Turning now to the drawings, and particularly FIG. 1, the apparatus embodying the present invention is shown generally at 10, and is in association with a vacuum die, indicated generally at 12, that has a poppet valve structure, indicated generally at 14, with a connector 16 that connects the valve 14 with the apparatus 10. The valve structure 14 preferably has a spring 15 that is sufficiently strong to close the valve when the apparatus operates to permit closing of the valve or even forcefully close the valve if no spring 15 is provided.
The apparatus includes a first solenoid 18, and a second solenoid 20, with the first solenoid having a core 22 with an extension structure 24 integrally attached thereto. The solenoid 20 also has a core 26 with an extension 28, the outer end of which is connected to the connector 16 of the poppet valve structure 14. The respective cores 22 and 26 of the first and second solenoids are aligned with one another and the outer end of the extension 24 is adapted to contact the right end as shown of the core 26 during operation. The apparatus is shown in its rest or retracted position in FIG. 1, and in such position, there is a small space between the adjacent ends of the extension structure 24 and the core 26 of the solenoid 20. When the apparatus is operated, the core 22 is moved to the left, causing its extension 24 to engage the core 26 of the solenoid 20 and move it to the left. This in turn results in extension 20 to contact and open the valve 14.

#### [Recorded information]
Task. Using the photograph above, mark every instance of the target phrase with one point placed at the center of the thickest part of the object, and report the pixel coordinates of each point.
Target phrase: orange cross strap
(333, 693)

#### [Short problem A]
Transcribe the part of the poppet valve passage starting with "Turning now to" and going on through "15 is provided.".
#### [Short problem B]
Go on with the poppet valve passage from the point where it stops.
The listing has nothing to do with the poppet valve passage.

#### [Exercise output A]
Turning now to the drawings, and particularly FIG. 1, the apparatus embodying the present invention is shown generally at 10, and is in association with a vacuum die, indicated generally at 12, that has a poppet valve structure, indicated generally at 14, with a connector 16 that connects the valve 14 with the apparatus 10. The valve structure 14 preferably has a spring 15 that is sufficiently strong to close the valve when the apparatus operates to permit closing of the valve or even forcefully close the valve if no spring 15 is provided.

#### [Exercise output B]
As previously mentioned, in a typical application where a single solenoid which operates a valve, the solenoid is electrically energized and is adapted to push the valve open. The core of the solenoid is then returned by the valve spring upon closing. The time required to close the valve is determined by the spring force and the combined mass of the valve and the solenoid core. If it is desirable to reduce the closing time of the valve, it is either possible to increase the spring force or reduce the combined weight of the valve and core. By increasing the spring force, there is a corresponding necessary increase of the solenoid actuating force to overcome the spring and this higher force capability will require a heavier core which negates the stronger spring.
In accordance with an important aspect of the present invention, the mass of the core 22 is effectively removed from the valve and will not be required to be moved during closing of the valve and a shorter closing time will then result. A solenoid that has the capability to merely hold the valve open as opposed providing a force that moves the valve can have a lighter core. In this regard, the core 26 preferable has a weight of approximately 500 grams and the weight of the core 22 is preferably about 2000 grams, which is approximately four times greater than that of the core 26.
The solenoid 18 has a mounting flange 30 that is generally rectangular in shape as shown in FIG. 3 and it is mounted to a frame structure, indicated generally at 32, which comprises a right end plate 34 and a left end plate 36. The end plates 34 and 36 are connected by four channels 38 which are preferably welded to the plates 34 and 36.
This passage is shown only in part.